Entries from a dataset
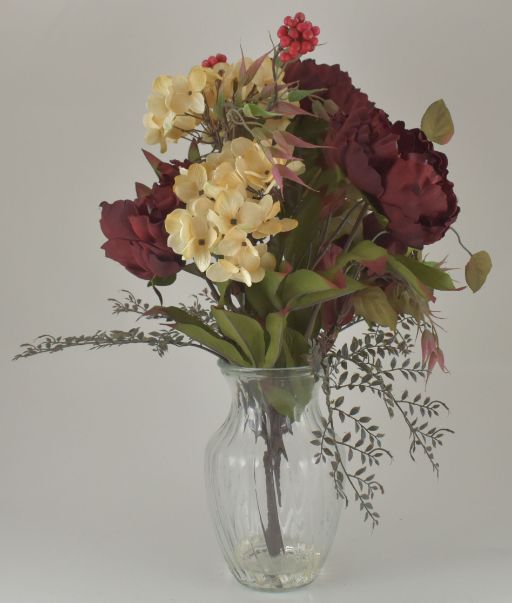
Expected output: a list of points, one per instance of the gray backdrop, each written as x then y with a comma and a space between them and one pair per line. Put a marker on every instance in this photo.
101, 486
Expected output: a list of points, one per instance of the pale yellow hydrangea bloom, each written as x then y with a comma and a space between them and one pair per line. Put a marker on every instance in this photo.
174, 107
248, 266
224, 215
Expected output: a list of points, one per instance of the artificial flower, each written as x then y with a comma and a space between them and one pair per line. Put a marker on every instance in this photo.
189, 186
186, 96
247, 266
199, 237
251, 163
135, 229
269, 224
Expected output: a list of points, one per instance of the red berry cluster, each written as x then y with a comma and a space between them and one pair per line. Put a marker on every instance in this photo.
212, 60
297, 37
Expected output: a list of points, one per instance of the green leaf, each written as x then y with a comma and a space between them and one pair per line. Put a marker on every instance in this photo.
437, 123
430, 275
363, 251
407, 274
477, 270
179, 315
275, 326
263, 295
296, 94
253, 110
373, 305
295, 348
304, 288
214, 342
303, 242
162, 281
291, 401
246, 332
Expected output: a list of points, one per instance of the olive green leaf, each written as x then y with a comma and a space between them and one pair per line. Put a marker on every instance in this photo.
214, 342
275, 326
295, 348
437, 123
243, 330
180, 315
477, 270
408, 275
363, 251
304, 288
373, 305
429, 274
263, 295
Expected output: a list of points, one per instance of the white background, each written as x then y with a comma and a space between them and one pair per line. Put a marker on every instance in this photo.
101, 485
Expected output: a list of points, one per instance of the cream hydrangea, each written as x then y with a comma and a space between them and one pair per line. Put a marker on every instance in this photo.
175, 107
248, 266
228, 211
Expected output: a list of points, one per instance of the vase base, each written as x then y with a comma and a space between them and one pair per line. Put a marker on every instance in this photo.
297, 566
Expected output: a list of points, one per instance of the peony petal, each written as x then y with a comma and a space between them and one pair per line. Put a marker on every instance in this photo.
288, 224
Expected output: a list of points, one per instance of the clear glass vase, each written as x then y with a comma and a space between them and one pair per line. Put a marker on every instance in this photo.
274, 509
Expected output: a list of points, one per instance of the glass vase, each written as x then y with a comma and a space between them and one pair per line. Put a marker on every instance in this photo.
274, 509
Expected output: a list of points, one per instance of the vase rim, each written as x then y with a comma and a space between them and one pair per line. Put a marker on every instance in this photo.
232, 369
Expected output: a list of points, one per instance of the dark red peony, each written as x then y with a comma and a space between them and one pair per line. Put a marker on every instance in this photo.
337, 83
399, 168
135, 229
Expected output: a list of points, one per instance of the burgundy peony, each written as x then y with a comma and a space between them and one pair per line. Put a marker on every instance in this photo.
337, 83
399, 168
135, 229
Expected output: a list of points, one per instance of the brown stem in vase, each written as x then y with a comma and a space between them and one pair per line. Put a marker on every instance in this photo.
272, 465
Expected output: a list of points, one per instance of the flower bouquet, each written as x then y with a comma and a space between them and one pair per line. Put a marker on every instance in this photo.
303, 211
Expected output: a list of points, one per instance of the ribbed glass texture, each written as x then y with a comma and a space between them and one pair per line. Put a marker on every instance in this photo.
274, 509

Stated exercise: Retype the listing exactly. Pictures do not belong in the copy.

The output:
Expected output: a list of points, one per instance of the gray backdrop, each written as x then y with a comma and a space between them and one pair per line. Put a marker on every instance in this photo.
101, 486
Expected output: a list of points, one per instance of the pale yellow hydrangea bloom, each written as x then y with a comma and a space between them and one pair per line. Put a marker on every instance in this photo.
174, 107
248, 266
224, 215
Expected output: a list of points, one per instance of the artificial flower, each written as x then y with a comma and a space between them and one pair per line. Put a marker on every instance in this photo.
189, 186
186, 96
247, 266
199, 237
251, 163
135, 229
269, 224
Expected output: a list of points, one per instance of the red berry cluster, each written as x then y with a comma and a space between them and one pair per line. Put a marker on every instance in this photo.
212, 60
297, 37
Expected output: a list of points, one per instance of the green leaf, each written as x then y with a comma and a space between them and one pair per line. Put a marker on every instance in this photo.
437, 123
430, 275
363, 251
407, 274
477, 270
179, 315
275, 326
263, 295
296, 94
253, 110
373, 305
295, 348
304, 288
214, 342
303, 242
162, 281
291, 401
246, 332
Expected output: a list of points, one per instance of the olive green leaf, each written as x then y with a comma and a space between them and one pair per line. Put a marker on every instance in this photo.
214, 342
275, 326
295, 348
437, 123
243, 330
180, 315
477, 270
408, 275
363, 251
304, 288
373, 305
429, 274
263, 295
Expected output: a list of points, one per instance of the white background, each written as x then y with a comma and a space between them and one pair per line. Put a marker on every instance in this photo.
101, 485
Expected output: a list of points, one per instance of the cream hydrangea, each written as x then y with a comma and a space between them and one pair per line. Put a marker on every instance in this photo.
175, 107
248, 266
228, 211
Expected output: a list of points, one per instance of the vase base, each written as x then y with a comma and a space between them and one pair per line. Put a marker on every instance in this photo.
297, 566
Expected output: a list of points, one per instance of the peony petal, each written as x then y with a comma and a space between them and one pair per line. Put a marker on every instance in this photo.
288, 224
Expected output: a list of points, one per instance of the clear glass vase, each written as x then y with a comma and a space between them and one pair per line. Put a marker on every instance in this photo.
274, 509
Expected output: a list of points, one per instance of the glass vase, each written as x then y with a comma and a space between them and one pair per line. Put a marker on every instance in this photo.
274, 509
Expected output: a list of points, one per instance of the vase rim, each written as x then y with a comma and a space between them and one pair per line. Put a marker on every instance in this photo.
232, 369
Expected output: a list of points, one per instance of the dark red peony, each written as x then y with a comma and a space between them and one pair per line. Put a marker on every instance in this photo.
337, 83
399, 168
135, 229
Expected output: a list of points, one per instance of the burgundy peony, each written as x then y with a comma and a space between them and one pair per line. Put a marker on every instance in this photo.
337, 83
399, 168
135, 229
Expected output: a list of points, one per instance of the brown stem in vase, each written as x then y with a comma and a space between them and one pair per line. Put a marker on every instance in this photo.
272, 465
Expected output: a list of points, one per instance of the flower bouquet, each written as x then y with a comma and a space between them and one pair per line. Put a marker on every instance in this photo.
303, 211
Expected output: a list of points, one per instance of the ribbed glass texture, each written as x then y with a comma and a space between them and one pair per line. Put a marker on every instance in this photo.
274, 509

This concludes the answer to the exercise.